THE TASK: Arrange each line of the listing as a JSON list of strings, one string per line, omitting any blank lines.

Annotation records
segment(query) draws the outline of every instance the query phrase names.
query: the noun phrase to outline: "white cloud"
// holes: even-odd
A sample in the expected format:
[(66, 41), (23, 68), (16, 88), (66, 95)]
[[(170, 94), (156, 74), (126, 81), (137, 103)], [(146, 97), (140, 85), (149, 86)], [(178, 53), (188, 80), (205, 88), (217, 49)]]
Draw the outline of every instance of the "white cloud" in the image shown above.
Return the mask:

WRITTEN RESPONSE:
[
  "segment(query) draws the outline of every instance the query phrase names.",
  "query: the noun phrase to outline: \"white cloud\"",
  "// holes: even-odd",
  "A sample in the expected format:",
  "[(66, 41), (23, 68), (16, 88), (66, 95)]",
  "[[(170, 94), (156, 74), (126, 81), (137, 103)], [(146, 97), (140, 85), (149, 86)], [(178, 53), (188, 80), (205, 88), (217, 49)]]",
  "Draw the outline of every instance of the \"white cloud\" in the image shown above.",
  "Return the mask:"
]